Enunciado de la tarea: Reúne cada línea de los registros que contenga la cadena "railing" y cópiala sin cambios.

Líneas de datos:
::::::::::
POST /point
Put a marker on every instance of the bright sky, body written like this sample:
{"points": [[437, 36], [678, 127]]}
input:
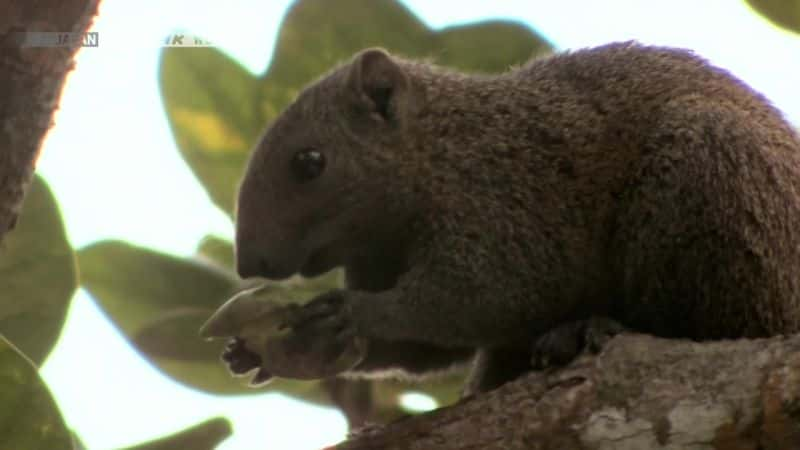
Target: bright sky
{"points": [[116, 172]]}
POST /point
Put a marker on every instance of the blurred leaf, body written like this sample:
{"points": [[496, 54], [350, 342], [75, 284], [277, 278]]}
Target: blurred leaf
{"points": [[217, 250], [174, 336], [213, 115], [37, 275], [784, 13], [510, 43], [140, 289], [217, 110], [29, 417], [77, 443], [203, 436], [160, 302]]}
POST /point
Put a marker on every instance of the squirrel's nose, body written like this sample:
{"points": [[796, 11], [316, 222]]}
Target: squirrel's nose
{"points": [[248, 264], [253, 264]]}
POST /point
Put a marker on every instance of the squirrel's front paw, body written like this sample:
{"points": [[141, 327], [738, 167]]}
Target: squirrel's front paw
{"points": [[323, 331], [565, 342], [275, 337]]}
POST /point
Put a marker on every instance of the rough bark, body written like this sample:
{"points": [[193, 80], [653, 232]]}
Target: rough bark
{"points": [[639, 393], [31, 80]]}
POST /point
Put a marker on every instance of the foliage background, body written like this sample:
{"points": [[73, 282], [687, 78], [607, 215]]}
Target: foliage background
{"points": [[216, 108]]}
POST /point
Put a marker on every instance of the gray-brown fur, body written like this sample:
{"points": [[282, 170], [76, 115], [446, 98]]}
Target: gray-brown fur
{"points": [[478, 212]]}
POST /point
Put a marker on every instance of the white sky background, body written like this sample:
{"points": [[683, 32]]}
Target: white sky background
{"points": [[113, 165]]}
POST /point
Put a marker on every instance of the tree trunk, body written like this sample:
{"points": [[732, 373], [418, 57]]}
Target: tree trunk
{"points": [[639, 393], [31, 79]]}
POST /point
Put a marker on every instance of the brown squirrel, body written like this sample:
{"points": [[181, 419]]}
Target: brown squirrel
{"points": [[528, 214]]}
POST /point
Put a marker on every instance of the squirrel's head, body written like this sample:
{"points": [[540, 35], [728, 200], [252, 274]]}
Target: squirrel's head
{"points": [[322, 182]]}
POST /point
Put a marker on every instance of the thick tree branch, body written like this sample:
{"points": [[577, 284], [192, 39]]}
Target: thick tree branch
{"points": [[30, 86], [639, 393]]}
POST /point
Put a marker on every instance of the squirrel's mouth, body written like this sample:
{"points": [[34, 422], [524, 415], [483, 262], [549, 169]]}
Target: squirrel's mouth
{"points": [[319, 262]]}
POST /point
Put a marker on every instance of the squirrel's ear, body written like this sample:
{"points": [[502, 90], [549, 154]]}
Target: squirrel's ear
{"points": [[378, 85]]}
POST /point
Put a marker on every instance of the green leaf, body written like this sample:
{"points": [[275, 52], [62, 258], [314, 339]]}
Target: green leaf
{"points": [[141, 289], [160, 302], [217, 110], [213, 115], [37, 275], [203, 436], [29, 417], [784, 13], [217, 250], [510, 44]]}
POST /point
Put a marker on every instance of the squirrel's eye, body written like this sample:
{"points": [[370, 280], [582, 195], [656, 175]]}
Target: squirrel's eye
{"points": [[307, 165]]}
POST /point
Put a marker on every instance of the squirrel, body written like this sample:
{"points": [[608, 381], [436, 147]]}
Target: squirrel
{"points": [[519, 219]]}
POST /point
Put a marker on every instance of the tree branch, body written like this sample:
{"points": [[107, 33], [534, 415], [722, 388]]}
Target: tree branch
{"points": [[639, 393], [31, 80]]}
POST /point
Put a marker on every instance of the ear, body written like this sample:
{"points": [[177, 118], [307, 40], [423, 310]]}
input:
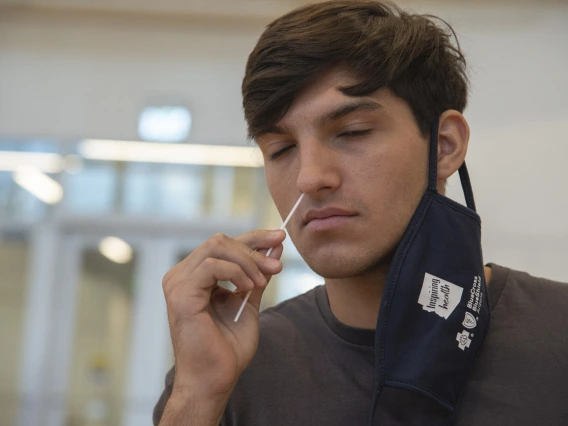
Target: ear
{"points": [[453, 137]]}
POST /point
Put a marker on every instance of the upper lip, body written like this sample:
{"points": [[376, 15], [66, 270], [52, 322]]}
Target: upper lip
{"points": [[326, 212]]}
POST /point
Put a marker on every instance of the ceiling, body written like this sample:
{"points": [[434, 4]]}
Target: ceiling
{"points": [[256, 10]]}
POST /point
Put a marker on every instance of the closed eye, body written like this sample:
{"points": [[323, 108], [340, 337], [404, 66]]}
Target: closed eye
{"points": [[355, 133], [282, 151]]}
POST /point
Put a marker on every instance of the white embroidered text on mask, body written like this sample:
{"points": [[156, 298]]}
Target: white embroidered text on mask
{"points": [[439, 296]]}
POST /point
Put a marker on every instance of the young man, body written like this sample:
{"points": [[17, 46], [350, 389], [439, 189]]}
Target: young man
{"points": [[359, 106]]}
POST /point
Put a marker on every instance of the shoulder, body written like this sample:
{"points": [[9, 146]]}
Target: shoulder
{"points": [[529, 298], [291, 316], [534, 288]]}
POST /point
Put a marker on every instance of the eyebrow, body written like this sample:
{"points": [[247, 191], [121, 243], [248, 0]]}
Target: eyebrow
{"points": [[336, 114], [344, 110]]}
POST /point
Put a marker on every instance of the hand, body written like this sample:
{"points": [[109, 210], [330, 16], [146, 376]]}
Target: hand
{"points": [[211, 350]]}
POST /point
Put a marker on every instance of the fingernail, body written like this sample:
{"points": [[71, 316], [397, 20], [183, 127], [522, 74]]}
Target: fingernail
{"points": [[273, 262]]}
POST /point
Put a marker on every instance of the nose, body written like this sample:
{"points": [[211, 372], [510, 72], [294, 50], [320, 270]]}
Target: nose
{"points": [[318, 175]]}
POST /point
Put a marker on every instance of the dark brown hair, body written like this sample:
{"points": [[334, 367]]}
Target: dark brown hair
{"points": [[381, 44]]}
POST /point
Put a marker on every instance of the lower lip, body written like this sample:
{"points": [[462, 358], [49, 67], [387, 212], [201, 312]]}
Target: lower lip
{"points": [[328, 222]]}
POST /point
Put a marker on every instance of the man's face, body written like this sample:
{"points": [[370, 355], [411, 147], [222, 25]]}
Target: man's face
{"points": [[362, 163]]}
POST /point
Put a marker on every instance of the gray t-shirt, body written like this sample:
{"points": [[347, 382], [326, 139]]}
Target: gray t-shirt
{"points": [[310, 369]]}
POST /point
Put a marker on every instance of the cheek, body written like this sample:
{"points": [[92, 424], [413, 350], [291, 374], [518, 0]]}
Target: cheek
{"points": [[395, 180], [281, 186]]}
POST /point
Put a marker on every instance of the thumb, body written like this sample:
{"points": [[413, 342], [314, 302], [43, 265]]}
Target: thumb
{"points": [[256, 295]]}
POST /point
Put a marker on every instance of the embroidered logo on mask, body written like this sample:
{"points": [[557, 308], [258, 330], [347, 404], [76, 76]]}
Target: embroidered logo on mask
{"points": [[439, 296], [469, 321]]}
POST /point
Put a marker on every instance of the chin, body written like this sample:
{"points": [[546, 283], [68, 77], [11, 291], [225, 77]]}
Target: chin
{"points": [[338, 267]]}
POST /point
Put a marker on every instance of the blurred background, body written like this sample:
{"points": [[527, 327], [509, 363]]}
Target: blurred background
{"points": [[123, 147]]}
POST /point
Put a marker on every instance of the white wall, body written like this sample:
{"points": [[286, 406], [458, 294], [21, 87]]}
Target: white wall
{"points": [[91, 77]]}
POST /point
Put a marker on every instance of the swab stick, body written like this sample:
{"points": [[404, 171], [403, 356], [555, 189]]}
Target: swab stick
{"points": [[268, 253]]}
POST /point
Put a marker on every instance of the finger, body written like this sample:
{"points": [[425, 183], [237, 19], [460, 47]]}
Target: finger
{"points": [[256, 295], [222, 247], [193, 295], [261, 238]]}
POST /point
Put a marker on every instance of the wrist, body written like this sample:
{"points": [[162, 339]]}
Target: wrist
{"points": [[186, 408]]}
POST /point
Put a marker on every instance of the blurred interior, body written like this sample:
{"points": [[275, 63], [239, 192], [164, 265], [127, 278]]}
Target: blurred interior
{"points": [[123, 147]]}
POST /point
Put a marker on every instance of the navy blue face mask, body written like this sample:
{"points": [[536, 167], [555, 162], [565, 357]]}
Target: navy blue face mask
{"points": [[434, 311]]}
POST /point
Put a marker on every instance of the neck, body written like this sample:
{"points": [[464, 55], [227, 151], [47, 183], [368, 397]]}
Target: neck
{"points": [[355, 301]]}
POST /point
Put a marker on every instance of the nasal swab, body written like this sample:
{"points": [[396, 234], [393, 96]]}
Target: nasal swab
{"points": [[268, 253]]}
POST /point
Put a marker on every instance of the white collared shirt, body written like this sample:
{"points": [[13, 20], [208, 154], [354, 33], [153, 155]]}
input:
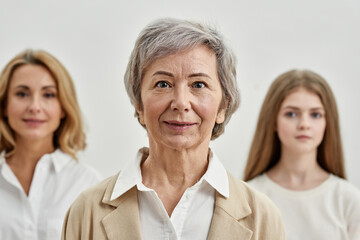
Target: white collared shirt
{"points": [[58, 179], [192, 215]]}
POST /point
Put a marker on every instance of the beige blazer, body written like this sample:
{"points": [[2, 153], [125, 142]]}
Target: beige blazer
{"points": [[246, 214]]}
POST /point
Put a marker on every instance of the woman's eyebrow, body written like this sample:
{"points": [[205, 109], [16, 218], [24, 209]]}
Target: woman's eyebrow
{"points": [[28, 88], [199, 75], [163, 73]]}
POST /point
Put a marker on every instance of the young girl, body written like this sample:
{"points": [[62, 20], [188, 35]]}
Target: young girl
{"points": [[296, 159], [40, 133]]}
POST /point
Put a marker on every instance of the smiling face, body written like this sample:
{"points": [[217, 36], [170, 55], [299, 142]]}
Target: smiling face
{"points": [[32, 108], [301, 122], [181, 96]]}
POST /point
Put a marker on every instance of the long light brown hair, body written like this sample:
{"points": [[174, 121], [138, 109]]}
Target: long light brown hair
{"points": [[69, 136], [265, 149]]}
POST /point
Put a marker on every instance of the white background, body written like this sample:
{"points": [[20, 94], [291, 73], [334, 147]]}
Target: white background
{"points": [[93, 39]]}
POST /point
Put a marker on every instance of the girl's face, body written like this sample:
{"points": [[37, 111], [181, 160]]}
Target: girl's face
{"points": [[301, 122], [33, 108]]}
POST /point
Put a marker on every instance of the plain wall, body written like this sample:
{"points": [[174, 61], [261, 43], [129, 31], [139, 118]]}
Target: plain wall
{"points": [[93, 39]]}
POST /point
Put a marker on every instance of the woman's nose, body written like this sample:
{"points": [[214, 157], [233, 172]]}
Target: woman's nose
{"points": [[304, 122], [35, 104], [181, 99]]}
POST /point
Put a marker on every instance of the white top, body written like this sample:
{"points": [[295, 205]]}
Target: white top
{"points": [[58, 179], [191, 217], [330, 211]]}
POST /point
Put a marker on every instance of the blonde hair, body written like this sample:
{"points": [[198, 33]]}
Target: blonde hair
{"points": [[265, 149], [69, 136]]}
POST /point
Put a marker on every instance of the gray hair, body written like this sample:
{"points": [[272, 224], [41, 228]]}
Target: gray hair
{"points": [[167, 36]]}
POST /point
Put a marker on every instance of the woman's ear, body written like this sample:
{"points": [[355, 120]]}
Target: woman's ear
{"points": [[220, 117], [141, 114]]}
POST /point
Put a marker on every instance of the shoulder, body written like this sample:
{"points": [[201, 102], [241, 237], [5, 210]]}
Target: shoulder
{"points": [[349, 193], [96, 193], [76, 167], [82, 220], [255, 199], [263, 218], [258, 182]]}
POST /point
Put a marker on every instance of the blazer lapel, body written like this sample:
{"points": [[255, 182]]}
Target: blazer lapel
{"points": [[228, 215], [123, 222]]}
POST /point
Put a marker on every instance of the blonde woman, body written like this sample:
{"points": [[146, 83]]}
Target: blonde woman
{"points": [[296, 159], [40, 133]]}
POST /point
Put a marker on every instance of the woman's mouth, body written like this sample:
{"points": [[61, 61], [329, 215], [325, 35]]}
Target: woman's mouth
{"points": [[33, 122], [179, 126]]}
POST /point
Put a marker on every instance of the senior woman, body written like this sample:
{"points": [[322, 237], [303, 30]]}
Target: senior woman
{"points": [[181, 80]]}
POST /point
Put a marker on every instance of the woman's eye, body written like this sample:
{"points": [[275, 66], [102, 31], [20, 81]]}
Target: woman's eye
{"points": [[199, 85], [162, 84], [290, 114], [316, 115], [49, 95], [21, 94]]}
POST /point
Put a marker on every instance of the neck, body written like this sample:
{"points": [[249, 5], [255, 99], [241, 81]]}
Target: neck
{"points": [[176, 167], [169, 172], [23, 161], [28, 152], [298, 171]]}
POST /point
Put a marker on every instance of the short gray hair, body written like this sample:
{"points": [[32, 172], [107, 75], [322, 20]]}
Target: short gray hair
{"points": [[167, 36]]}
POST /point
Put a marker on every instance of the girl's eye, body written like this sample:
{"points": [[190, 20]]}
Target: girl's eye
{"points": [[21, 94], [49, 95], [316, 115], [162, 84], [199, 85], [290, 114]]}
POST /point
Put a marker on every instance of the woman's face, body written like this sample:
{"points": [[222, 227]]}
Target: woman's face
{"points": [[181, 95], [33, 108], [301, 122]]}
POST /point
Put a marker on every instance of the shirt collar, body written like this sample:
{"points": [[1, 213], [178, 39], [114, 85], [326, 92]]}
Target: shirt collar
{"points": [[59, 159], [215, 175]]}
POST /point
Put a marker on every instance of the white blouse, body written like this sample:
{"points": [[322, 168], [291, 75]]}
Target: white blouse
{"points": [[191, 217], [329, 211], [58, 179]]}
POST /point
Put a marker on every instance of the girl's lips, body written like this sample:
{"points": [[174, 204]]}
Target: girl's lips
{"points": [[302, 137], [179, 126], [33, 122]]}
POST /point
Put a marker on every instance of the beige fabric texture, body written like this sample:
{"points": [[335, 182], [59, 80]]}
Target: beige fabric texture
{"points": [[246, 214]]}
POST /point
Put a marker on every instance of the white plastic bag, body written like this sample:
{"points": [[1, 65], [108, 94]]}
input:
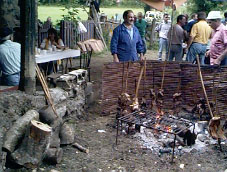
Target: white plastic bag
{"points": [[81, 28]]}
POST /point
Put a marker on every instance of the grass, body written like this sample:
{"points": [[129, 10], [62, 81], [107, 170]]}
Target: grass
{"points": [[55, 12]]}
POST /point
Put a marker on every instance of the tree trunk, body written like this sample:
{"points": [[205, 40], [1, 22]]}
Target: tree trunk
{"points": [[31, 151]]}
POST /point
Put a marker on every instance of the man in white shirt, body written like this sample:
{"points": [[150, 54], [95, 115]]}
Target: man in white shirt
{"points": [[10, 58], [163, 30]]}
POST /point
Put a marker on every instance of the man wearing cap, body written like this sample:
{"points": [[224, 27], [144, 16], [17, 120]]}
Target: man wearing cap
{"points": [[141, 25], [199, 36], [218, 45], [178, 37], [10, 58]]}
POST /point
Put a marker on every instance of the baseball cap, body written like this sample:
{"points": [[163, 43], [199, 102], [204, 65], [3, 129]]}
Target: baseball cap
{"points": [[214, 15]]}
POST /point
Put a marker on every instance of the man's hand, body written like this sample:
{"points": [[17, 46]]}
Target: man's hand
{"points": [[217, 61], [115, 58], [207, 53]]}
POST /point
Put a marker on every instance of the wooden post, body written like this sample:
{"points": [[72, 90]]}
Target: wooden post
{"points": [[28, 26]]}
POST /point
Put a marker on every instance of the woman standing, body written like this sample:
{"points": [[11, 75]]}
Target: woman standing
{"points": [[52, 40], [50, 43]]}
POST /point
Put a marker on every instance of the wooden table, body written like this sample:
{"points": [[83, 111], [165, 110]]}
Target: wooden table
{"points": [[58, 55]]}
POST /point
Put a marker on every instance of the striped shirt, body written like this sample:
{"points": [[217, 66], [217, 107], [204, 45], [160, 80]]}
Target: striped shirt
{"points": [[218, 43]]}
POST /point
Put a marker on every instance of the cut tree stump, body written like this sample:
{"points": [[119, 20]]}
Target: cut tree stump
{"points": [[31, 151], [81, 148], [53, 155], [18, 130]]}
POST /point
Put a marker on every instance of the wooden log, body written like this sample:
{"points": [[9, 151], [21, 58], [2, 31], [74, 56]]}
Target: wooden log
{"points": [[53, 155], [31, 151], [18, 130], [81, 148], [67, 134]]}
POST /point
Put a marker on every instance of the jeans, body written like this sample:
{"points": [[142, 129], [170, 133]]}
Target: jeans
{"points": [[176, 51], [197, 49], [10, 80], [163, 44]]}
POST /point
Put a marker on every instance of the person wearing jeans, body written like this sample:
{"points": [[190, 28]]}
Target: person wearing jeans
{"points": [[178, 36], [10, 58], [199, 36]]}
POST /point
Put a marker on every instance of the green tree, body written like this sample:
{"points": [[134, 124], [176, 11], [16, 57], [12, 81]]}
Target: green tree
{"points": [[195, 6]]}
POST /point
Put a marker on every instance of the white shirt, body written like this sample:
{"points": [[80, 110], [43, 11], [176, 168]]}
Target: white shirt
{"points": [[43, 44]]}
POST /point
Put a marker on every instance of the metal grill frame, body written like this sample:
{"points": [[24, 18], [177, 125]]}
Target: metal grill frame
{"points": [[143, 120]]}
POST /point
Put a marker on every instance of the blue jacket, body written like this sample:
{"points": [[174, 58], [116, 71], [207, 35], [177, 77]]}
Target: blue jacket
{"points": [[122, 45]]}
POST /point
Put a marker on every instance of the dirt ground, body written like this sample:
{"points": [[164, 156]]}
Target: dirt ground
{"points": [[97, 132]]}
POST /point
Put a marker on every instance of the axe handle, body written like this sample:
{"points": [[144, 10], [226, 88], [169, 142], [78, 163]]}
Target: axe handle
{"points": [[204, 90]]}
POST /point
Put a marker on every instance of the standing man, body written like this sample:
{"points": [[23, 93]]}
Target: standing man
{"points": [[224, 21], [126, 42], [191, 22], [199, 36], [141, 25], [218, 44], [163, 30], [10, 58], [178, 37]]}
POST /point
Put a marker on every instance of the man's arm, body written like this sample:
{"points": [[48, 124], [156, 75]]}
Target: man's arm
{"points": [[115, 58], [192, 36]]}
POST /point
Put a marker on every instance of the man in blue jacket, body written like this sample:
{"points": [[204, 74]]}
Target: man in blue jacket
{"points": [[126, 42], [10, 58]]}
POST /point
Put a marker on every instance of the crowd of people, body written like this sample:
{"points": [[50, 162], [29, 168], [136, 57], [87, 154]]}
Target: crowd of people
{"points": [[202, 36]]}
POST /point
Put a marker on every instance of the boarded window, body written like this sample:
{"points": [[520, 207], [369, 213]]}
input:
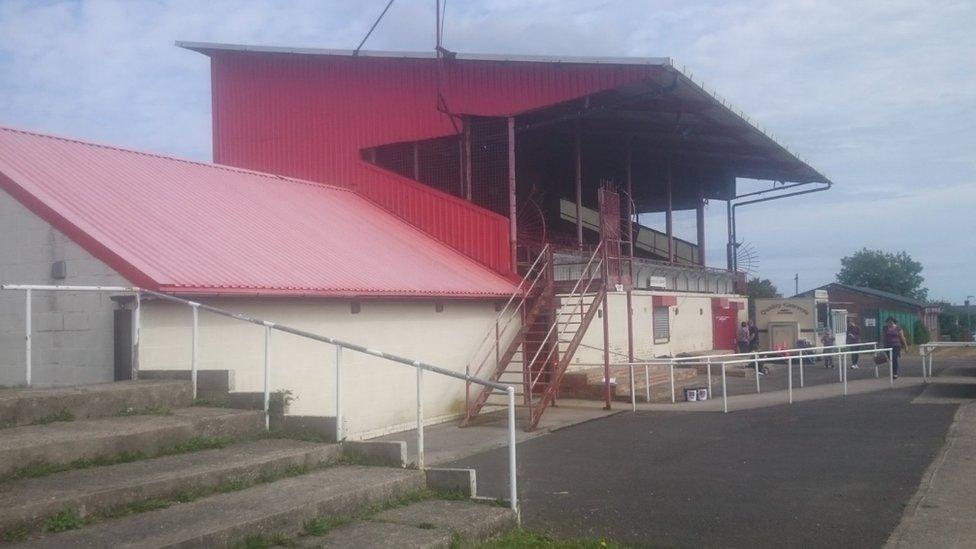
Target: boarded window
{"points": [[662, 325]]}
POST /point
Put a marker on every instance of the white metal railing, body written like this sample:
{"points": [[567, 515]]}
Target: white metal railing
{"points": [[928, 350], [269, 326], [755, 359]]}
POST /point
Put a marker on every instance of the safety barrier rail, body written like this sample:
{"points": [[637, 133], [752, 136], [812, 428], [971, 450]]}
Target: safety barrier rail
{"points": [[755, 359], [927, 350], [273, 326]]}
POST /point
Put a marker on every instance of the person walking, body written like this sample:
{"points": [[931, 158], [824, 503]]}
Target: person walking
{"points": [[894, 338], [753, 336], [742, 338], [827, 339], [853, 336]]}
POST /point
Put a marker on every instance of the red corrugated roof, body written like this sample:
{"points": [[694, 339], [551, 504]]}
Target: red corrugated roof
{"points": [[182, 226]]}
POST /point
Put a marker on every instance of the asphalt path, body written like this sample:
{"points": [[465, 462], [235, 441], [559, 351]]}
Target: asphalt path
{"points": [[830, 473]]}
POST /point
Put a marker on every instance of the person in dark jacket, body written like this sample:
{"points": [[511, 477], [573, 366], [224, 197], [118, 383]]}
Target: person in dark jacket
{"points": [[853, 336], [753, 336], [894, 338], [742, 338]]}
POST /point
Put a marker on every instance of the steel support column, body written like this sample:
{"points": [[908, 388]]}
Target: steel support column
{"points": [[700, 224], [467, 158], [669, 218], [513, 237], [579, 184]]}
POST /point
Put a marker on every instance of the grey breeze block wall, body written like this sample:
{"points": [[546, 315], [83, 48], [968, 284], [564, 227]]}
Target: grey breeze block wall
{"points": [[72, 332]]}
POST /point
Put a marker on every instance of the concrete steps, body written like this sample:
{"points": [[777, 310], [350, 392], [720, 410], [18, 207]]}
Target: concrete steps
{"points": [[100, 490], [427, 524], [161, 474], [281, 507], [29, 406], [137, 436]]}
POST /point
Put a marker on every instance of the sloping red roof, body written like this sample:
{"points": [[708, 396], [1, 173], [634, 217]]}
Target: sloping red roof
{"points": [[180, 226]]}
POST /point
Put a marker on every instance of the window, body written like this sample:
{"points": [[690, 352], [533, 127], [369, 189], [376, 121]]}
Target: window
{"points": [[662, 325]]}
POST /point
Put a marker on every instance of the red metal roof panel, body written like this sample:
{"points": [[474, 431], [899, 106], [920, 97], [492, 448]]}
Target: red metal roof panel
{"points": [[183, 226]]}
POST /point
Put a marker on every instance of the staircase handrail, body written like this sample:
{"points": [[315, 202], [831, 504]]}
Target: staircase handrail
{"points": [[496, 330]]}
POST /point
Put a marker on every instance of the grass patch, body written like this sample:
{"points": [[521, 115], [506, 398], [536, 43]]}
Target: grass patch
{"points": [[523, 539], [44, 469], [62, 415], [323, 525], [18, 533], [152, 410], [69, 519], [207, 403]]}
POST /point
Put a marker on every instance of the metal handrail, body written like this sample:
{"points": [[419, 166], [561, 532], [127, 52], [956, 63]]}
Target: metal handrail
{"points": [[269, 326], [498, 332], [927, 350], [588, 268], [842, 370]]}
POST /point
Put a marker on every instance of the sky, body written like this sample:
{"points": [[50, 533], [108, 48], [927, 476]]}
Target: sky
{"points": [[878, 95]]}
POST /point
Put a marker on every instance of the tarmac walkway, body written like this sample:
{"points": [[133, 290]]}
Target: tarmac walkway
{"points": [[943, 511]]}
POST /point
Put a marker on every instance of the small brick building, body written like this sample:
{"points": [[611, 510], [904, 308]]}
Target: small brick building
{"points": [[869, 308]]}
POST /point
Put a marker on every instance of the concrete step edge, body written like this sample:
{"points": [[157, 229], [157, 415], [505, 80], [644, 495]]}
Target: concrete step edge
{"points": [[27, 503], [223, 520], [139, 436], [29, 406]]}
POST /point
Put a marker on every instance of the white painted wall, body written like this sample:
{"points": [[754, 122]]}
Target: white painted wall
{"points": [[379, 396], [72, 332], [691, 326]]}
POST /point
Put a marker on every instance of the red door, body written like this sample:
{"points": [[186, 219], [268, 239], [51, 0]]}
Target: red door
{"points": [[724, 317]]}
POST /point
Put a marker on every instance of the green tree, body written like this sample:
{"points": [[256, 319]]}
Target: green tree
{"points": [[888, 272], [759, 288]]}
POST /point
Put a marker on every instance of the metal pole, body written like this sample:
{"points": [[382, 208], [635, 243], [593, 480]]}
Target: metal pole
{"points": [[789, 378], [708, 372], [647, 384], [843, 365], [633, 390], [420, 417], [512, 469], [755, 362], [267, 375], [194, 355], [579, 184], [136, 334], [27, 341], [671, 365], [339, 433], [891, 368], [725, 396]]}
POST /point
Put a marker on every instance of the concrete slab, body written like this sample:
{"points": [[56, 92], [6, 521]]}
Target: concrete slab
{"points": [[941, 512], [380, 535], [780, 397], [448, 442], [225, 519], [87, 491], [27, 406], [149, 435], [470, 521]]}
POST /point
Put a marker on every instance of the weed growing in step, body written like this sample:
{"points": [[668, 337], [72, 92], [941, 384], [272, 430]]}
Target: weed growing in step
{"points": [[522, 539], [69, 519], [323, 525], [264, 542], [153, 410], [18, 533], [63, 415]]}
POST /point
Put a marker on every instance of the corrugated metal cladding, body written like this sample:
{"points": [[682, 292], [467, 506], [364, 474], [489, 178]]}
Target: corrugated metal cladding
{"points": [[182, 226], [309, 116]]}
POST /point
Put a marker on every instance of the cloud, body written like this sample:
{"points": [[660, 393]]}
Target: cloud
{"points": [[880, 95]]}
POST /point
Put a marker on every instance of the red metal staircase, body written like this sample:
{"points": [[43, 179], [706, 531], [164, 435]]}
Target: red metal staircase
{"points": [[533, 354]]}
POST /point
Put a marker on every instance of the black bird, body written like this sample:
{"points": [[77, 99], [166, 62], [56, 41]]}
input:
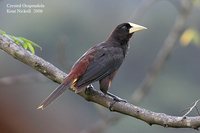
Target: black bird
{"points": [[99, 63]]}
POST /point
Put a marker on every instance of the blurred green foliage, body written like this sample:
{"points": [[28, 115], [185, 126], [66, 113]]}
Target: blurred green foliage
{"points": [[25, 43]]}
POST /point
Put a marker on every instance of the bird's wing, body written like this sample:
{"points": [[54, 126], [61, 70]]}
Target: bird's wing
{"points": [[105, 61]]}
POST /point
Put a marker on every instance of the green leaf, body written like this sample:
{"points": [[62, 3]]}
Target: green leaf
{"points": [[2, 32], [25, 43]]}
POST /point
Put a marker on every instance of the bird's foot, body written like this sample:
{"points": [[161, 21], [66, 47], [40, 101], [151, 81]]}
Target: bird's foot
::::::::::
Solución del problema:
Put a marker on every instance of the white metal railing, body written like this sample:
Target: white metal railing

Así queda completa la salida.